» WHAT YOU SHOULD DO
Your task is to write out exactly the lines from the line containing "of the paved" through the end of the records, inclusive at both ends.

» INPUT ROWS
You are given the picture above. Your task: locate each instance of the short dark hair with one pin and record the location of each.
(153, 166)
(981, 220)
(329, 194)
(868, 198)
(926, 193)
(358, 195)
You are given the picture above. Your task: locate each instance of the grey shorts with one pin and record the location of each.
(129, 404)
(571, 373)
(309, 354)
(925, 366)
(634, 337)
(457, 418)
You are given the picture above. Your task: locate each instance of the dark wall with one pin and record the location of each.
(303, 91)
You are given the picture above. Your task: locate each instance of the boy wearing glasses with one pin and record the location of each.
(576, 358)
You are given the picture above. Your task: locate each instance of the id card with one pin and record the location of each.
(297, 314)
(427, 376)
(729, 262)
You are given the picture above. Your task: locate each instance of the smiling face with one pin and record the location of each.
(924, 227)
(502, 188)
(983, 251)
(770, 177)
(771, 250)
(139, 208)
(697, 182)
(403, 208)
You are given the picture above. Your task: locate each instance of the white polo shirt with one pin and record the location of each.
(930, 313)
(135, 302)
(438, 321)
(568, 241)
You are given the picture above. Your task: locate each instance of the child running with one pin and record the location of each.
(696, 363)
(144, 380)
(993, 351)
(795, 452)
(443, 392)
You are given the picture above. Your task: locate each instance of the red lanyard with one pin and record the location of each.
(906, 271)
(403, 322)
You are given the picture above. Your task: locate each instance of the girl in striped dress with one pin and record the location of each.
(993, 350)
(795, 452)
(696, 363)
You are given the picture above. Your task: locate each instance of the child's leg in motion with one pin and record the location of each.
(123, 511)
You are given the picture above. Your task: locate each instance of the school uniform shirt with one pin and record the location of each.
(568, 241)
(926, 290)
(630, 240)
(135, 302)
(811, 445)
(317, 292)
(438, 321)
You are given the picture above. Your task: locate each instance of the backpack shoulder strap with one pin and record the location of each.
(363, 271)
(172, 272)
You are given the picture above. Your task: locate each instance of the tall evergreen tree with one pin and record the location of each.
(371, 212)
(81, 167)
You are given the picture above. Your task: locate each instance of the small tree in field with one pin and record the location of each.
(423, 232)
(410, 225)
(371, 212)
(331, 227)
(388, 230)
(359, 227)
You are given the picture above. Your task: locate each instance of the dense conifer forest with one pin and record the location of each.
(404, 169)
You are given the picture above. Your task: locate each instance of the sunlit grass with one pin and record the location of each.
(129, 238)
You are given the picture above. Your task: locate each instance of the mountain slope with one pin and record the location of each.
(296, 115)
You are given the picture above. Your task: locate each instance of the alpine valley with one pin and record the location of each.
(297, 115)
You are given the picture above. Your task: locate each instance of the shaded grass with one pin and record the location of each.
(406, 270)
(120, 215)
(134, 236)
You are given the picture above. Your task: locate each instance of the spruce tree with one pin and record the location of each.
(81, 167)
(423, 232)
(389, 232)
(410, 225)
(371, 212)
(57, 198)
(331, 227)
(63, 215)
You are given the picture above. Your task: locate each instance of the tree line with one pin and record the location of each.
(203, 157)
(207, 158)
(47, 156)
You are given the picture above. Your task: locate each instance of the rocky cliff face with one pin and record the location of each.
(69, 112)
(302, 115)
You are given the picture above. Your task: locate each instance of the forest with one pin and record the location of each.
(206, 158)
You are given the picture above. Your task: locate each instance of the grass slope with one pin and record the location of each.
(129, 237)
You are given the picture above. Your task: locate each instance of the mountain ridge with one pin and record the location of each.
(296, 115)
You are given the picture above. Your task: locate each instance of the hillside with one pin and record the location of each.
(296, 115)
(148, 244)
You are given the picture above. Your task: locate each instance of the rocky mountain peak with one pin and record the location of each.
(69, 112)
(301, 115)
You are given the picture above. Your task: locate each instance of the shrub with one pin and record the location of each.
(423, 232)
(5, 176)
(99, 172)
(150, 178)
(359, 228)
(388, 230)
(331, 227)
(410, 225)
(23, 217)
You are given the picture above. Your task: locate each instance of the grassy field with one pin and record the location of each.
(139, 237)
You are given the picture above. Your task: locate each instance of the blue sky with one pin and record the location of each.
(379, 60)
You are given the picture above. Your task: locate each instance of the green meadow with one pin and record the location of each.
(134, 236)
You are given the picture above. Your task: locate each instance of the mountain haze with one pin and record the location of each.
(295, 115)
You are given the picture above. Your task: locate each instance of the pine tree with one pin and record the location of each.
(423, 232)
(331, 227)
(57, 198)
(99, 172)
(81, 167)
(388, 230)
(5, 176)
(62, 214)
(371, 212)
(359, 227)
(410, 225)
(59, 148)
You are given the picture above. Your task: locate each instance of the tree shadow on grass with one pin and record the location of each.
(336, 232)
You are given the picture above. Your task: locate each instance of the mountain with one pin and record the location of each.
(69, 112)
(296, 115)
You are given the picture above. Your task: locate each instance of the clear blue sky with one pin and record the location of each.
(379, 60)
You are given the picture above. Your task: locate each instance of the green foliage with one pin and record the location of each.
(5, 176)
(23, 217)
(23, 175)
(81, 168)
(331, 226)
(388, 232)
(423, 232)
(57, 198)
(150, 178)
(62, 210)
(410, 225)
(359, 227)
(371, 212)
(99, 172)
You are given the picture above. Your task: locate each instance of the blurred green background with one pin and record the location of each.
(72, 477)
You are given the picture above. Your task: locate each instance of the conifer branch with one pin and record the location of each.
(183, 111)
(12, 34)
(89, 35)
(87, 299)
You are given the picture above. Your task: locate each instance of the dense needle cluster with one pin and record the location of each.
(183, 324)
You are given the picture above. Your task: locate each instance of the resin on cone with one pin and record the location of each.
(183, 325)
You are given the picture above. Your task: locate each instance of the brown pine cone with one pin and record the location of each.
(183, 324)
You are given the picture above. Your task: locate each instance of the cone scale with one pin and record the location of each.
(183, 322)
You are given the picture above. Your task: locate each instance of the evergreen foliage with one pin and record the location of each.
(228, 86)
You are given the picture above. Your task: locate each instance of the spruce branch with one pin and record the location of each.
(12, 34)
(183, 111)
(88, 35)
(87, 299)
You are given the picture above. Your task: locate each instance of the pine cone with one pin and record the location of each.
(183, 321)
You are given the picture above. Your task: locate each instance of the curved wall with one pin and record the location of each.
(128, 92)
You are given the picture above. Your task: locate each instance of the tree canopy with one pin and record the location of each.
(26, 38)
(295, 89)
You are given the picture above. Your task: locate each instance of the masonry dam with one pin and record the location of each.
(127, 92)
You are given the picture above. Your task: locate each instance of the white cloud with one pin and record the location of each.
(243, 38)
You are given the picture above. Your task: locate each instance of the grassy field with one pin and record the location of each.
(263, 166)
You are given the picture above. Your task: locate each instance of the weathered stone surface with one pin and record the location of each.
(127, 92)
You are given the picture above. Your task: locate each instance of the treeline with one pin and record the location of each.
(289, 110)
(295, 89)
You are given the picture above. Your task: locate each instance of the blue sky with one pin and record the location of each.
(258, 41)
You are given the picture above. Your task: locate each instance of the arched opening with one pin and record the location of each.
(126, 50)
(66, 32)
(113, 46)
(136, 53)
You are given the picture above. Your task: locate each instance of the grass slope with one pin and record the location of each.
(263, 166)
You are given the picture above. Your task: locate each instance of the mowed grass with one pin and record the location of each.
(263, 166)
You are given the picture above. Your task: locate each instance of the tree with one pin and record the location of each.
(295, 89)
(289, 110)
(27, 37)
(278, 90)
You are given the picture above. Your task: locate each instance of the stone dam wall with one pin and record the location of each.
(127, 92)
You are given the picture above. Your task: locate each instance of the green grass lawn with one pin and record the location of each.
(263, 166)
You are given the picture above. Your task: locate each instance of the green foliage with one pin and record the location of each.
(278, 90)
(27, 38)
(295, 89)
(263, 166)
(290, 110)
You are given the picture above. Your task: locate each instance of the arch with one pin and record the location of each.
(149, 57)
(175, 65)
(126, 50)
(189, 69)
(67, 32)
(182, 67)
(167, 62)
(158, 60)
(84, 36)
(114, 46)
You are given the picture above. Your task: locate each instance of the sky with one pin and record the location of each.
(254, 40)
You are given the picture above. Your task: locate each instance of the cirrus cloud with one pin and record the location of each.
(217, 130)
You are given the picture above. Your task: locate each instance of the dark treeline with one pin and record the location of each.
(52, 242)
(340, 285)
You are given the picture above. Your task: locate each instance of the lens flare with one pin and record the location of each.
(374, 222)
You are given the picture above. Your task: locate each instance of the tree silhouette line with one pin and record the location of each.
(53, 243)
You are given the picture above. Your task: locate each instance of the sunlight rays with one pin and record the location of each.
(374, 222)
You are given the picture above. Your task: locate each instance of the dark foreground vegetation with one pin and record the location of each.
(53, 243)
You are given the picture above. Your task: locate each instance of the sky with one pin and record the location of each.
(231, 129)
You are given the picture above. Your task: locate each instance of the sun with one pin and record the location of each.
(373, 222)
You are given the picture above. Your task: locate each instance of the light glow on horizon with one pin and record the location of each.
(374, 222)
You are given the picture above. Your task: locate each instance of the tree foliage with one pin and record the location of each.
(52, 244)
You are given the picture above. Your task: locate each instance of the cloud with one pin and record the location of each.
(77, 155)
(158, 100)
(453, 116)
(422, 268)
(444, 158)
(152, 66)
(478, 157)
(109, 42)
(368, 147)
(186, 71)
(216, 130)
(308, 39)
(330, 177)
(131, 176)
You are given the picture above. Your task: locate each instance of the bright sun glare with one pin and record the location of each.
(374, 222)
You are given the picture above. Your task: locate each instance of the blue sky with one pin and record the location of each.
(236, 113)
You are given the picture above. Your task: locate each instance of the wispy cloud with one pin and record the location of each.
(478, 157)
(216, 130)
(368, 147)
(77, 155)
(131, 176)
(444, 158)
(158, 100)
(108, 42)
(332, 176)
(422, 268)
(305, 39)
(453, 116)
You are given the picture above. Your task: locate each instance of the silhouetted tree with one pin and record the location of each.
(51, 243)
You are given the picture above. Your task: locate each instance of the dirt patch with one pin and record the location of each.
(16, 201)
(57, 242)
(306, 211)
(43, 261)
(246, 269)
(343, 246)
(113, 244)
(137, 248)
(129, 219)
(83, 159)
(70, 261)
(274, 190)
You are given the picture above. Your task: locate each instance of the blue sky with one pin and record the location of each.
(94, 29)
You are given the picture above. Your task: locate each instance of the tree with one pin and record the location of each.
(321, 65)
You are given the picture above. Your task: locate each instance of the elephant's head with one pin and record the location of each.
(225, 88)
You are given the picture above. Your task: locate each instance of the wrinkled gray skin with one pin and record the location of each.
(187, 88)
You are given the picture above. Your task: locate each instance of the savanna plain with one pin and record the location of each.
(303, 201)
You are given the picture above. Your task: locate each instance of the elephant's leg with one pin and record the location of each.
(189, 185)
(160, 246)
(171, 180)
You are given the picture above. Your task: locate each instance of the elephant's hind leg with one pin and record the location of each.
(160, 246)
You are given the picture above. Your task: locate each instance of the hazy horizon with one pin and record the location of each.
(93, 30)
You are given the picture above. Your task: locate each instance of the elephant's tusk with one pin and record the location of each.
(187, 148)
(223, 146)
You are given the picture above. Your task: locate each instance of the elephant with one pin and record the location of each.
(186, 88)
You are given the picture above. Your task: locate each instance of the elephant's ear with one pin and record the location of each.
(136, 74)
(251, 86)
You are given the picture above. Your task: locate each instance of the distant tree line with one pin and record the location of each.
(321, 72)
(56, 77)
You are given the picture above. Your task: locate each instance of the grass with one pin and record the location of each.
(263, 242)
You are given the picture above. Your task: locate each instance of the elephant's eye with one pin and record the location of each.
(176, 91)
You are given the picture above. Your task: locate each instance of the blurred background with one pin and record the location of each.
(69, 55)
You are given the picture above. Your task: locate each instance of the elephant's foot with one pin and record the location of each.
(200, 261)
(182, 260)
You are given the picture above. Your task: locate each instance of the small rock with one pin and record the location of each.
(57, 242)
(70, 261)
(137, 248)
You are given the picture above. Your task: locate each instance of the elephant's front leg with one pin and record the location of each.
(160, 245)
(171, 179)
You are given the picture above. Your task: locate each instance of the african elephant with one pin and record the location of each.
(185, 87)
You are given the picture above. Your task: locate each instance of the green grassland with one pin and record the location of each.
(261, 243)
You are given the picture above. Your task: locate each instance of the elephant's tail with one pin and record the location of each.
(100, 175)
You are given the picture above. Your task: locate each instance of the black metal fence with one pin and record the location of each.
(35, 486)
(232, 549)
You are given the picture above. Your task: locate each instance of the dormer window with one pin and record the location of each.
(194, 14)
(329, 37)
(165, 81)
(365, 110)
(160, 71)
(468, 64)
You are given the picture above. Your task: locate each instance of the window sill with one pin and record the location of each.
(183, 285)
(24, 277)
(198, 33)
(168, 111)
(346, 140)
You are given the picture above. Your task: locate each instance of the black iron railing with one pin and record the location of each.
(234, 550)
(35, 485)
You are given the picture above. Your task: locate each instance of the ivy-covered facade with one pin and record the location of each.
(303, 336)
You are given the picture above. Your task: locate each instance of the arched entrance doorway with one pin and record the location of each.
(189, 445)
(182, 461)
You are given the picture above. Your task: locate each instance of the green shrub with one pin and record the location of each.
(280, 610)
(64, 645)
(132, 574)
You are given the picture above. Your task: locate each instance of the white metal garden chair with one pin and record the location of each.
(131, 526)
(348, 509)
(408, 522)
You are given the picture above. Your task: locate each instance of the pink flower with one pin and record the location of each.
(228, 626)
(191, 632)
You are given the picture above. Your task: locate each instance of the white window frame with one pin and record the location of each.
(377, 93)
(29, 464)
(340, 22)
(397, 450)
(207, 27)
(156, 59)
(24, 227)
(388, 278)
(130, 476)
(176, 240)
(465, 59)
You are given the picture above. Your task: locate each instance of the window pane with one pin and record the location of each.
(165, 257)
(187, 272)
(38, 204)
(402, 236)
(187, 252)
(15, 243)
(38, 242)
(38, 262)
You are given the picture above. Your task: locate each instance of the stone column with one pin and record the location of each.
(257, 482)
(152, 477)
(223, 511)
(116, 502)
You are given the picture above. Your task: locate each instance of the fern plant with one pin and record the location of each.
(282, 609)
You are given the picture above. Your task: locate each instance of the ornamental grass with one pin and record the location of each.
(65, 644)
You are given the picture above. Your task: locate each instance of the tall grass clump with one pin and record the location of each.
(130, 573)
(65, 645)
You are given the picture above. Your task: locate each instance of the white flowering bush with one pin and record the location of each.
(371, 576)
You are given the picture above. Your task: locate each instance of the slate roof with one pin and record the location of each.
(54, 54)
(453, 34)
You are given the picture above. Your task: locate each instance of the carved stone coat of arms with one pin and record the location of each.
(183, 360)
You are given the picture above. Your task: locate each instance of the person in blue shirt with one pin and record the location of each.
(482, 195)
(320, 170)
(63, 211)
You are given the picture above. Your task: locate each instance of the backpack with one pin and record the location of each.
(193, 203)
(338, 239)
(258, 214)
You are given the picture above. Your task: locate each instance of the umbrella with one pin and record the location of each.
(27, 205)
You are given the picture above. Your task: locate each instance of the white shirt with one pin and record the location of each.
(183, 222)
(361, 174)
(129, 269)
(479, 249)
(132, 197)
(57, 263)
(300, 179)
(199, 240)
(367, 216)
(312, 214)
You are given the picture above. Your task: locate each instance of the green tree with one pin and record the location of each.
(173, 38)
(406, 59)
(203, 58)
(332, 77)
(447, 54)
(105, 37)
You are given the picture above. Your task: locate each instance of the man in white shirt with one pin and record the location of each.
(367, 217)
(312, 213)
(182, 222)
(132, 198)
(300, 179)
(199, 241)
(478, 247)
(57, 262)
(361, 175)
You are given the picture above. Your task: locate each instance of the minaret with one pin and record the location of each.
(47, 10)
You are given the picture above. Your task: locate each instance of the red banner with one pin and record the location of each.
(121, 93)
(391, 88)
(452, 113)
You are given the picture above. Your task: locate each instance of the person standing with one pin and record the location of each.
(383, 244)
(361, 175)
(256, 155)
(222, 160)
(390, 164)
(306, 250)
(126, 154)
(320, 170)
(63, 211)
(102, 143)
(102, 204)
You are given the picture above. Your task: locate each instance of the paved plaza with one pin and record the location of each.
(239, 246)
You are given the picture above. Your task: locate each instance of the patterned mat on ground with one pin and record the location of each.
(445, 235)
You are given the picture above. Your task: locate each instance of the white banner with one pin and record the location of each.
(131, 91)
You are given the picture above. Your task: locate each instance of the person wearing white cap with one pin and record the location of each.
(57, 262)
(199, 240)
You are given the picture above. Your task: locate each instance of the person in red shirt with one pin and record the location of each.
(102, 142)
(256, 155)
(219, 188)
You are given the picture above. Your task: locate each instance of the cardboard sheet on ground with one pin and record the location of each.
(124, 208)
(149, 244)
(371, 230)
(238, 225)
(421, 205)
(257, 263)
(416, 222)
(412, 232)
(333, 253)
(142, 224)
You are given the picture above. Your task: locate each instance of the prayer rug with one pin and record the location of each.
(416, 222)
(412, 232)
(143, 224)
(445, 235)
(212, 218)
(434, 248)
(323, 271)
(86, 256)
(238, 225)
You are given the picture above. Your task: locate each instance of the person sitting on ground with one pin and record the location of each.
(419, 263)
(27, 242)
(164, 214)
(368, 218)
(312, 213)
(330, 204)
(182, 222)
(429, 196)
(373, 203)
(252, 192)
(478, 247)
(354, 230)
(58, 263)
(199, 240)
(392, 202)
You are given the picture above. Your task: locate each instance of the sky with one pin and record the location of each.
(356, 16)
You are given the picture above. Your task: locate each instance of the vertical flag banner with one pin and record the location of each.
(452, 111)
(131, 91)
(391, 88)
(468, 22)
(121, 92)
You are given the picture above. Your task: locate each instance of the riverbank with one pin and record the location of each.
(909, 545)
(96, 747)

» EXERCISE RESULT
You are given the picture above. Your task: locate each instance of the paved plaza with one pin and record the location of each.
(239, 246)
You are given the picture above. Your task: locate each instance of the patterned mat on ground with one pin and record the location of each.
(445, 235)
You are given the picture above. Your task: locate each instance of the white banner with one pin and record the location of each.
(131, 91)
You are given the picture above. Your task: locate each instance of the person wearing white cap with one pin and record the location of each.
(57, 262)
(199, 240)
You are given the picture above. Your task: locate each instance of the person in red shirt with one pin and record the location of each.
(102, 142)
(256, 155)
(219, 188)
You are given the picture above. Your task: locate each instance of the cardboard sheet on ground with one pin and record the location of each.
(124, 208)
(149, 244)
(371, 230)
(238, 225)
(421, 205)
(257, 263)
(416, 222)
(412, 232)
(333, 253)
(142, 224)
You are given the picture above. Your task: locate each instance of the prayer rug with one pin and record the location of each.
(416, 222)
(412, 232)
(143, 224)
(445, 235)
(212, 218)
(434, 248)
(323, 271)
(86, 256)
(238, 225)
You are given the picture above. Your task: locate each instance of the person sitting on ground with one pin and record the location of each.
(419, 263)
(27, 242)
(164, 214)
(368, 218)
(312, 213)
(330, 204)
(182, 222)
(429, 196)
(373, 203)
(252, 192)
(478, 247)
(354, 230)
(58, 263)
(199, 240)
(392, 202)
You are given the picture above. Your task: locate each instance of the sky with one pin and record the location of each.
(356, 16)
You are given the picture above. Your task: locate each instance of the vertical flag banner with one pin and record the location of each.
(452, 111)
(131, 91)
(391, 88)
(468, 22)
(121, 92)
You are given the picture above. Your task: locate each instance of the riverbank with one pin and record the location of each.
(909, 545)
(96, 747)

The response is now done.